Select and copy every line below that contains the word "frame".

### Data records

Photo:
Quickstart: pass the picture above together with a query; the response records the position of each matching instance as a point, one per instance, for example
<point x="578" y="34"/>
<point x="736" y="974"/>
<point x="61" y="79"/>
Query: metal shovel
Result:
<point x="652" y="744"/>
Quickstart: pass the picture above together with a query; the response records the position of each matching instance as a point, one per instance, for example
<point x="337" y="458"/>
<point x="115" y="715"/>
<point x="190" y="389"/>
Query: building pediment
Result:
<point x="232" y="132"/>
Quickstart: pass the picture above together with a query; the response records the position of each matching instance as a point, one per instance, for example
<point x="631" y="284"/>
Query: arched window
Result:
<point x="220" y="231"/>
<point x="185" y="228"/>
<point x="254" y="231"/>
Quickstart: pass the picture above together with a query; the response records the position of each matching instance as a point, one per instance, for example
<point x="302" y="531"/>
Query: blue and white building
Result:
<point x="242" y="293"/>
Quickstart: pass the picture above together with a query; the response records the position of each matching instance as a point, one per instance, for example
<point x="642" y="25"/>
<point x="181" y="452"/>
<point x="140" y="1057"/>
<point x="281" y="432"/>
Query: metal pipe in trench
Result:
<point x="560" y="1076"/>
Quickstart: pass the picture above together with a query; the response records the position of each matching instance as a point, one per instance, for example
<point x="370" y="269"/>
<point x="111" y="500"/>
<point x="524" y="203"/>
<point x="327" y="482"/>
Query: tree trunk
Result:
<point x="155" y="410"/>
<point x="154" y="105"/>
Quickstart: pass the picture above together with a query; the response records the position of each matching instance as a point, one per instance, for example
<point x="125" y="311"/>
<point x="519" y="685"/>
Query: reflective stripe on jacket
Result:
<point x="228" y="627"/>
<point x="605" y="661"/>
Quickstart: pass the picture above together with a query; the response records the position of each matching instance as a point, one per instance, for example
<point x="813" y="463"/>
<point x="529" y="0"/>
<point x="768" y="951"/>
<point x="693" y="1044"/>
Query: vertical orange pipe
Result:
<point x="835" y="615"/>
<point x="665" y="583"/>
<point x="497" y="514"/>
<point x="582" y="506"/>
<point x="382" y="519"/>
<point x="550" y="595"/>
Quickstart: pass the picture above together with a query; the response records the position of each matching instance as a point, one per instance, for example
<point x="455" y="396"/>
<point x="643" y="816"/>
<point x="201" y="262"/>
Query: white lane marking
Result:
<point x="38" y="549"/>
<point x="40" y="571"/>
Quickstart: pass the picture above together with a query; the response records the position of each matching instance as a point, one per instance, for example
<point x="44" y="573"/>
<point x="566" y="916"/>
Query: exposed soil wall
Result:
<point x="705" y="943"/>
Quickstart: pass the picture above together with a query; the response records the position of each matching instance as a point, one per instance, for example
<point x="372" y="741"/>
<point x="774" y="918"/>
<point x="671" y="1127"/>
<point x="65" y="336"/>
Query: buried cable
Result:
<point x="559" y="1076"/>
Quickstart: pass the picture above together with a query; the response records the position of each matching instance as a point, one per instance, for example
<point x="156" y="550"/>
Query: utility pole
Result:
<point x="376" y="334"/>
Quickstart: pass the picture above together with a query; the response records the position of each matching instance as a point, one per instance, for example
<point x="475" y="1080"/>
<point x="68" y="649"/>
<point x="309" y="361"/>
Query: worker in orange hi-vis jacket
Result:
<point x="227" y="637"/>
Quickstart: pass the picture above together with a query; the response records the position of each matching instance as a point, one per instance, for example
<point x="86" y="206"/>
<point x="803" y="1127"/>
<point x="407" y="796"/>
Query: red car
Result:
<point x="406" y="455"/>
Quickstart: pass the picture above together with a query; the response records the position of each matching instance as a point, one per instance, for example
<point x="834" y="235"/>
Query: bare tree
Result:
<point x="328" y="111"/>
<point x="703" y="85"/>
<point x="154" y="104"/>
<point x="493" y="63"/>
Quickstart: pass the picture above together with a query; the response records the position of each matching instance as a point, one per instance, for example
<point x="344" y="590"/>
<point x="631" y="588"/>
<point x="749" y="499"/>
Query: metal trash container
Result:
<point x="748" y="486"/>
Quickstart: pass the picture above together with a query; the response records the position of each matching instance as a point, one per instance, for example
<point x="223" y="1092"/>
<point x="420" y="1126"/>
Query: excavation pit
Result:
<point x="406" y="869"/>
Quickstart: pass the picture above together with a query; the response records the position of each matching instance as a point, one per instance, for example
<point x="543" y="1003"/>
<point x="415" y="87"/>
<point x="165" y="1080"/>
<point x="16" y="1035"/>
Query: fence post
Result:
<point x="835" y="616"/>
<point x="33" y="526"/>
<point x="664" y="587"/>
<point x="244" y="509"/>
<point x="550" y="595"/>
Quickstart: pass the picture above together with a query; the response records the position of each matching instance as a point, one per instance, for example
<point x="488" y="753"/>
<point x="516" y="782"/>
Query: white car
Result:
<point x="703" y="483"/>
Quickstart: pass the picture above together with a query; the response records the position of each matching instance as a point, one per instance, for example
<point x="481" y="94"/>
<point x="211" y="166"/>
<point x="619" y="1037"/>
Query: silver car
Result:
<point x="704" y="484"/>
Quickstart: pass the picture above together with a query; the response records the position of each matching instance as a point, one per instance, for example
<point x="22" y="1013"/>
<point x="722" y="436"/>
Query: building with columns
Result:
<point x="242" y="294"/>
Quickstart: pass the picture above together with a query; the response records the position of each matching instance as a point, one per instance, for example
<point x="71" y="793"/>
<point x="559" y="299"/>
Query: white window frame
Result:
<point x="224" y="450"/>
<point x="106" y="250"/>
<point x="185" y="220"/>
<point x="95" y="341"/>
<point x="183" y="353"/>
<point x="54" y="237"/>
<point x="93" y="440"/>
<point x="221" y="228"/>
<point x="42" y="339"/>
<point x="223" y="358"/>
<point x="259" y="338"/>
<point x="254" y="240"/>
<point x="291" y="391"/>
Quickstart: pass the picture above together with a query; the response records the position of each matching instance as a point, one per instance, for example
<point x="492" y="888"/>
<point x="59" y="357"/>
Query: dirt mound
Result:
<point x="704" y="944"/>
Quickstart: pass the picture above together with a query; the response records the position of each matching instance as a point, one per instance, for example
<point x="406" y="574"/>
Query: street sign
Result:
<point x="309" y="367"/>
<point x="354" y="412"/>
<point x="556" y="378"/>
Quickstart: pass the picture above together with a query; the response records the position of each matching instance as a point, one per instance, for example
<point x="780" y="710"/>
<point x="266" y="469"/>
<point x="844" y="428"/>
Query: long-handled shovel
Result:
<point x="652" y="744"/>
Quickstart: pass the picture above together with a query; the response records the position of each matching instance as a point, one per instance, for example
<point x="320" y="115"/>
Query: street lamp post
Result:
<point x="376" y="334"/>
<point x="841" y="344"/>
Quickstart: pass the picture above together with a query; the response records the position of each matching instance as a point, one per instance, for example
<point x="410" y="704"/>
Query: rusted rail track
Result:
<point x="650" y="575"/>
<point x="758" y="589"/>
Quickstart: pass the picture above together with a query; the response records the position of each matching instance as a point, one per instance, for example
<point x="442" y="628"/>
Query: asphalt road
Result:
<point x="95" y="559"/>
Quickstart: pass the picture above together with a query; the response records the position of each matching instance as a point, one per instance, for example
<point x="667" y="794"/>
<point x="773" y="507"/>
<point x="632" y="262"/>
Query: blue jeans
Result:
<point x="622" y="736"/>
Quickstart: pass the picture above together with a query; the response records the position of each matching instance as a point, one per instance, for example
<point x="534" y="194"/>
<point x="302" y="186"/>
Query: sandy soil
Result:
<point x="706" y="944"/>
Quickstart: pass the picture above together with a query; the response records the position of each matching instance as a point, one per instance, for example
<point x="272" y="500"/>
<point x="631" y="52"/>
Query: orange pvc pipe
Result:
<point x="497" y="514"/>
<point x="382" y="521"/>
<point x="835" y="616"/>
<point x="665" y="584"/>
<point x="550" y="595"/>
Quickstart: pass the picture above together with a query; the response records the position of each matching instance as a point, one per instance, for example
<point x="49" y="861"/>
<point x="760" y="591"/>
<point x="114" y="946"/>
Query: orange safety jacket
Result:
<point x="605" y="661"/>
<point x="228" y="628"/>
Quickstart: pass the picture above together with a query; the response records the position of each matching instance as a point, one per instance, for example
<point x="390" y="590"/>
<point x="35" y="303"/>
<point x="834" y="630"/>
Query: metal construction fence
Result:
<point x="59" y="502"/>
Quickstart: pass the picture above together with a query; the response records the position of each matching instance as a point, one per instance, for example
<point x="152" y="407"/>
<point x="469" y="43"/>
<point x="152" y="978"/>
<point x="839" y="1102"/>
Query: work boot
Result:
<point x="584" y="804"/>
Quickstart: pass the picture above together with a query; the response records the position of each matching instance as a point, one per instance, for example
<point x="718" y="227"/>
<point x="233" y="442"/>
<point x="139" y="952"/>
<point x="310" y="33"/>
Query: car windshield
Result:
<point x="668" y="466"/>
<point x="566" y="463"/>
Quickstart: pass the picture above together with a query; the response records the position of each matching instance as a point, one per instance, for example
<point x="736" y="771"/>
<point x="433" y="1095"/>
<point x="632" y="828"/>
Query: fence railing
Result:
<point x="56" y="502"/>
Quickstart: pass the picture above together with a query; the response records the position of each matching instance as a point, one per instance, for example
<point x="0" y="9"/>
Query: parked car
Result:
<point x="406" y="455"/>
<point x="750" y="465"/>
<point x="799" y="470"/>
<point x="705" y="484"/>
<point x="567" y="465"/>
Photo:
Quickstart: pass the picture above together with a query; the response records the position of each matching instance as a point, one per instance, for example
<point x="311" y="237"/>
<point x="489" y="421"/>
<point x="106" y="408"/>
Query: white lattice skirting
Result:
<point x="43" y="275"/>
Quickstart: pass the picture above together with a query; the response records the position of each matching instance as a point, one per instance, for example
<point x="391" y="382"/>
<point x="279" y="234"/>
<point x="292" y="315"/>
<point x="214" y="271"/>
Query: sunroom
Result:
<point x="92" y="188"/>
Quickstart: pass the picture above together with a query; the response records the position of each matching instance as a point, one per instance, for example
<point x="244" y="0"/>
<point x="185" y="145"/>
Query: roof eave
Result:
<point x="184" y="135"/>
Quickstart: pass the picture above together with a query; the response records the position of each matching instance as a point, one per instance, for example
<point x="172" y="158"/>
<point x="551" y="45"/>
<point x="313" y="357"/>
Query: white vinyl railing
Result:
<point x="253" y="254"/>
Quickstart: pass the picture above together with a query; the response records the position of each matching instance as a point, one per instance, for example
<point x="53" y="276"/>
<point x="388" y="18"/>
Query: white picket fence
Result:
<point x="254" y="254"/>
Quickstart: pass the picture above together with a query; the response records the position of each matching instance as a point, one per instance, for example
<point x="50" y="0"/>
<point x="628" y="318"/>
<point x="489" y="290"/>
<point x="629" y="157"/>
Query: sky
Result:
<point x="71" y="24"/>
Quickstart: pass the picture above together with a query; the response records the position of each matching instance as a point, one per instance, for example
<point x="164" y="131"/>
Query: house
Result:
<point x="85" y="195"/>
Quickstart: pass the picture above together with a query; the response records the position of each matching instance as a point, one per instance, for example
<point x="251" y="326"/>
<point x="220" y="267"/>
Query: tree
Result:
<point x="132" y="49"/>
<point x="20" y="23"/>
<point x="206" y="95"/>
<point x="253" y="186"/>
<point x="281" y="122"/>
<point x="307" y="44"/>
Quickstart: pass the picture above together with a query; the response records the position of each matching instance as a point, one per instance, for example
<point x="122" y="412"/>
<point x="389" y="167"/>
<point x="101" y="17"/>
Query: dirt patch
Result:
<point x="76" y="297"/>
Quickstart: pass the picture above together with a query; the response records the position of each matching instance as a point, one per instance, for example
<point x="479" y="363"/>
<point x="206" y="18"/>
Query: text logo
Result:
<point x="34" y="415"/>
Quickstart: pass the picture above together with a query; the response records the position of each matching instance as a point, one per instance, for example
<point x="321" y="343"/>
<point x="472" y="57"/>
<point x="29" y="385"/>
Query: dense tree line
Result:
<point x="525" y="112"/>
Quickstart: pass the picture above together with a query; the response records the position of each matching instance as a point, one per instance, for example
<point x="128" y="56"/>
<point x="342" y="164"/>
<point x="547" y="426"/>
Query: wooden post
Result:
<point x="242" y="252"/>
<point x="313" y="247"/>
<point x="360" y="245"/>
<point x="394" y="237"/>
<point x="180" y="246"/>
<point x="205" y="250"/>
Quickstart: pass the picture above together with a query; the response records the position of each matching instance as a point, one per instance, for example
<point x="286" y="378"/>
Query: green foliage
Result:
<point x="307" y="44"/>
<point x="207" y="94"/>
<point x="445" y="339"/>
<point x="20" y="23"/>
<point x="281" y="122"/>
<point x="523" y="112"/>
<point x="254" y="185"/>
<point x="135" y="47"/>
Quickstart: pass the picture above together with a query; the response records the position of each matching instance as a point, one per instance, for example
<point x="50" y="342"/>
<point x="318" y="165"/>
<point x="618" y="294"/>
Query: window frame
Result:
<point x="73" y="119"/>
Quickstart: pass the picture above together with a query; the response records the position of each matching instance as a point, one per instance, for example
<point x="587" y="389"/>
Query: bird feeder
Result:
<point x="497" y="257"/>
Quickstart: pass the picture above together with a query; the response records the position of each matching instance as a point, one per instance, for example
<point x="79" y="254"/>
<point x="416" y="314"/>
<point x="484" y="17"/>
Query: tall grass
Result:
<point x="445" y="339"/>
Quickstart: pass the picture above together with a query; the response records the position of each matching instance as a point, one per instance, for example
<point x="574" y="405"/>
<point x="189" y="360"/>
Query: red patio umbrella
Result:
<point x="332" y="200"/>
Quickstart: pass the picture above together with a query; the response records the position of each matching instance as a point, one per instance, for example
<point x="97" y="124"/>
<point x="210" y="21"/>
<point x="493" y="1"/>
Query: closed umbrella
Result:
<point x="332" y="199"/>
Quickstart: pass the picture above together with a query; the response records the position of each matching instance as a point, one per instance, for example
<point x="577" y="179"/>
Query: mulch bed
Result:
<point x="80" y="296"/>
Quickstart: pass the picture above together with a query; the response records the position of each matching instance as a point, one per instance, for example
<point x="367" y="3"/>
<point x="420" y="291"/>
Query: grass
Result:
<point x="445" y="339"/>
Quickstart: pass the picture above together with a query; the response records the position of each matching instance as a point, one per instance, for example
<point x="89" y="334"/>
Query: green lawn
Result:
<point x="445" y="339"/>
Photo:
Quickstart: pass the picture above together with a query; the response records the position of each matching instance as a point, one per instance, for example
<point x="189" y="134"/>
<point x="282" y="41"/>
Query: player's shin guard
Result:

######

■ Correct response:
Query: white window frame
Query: window frame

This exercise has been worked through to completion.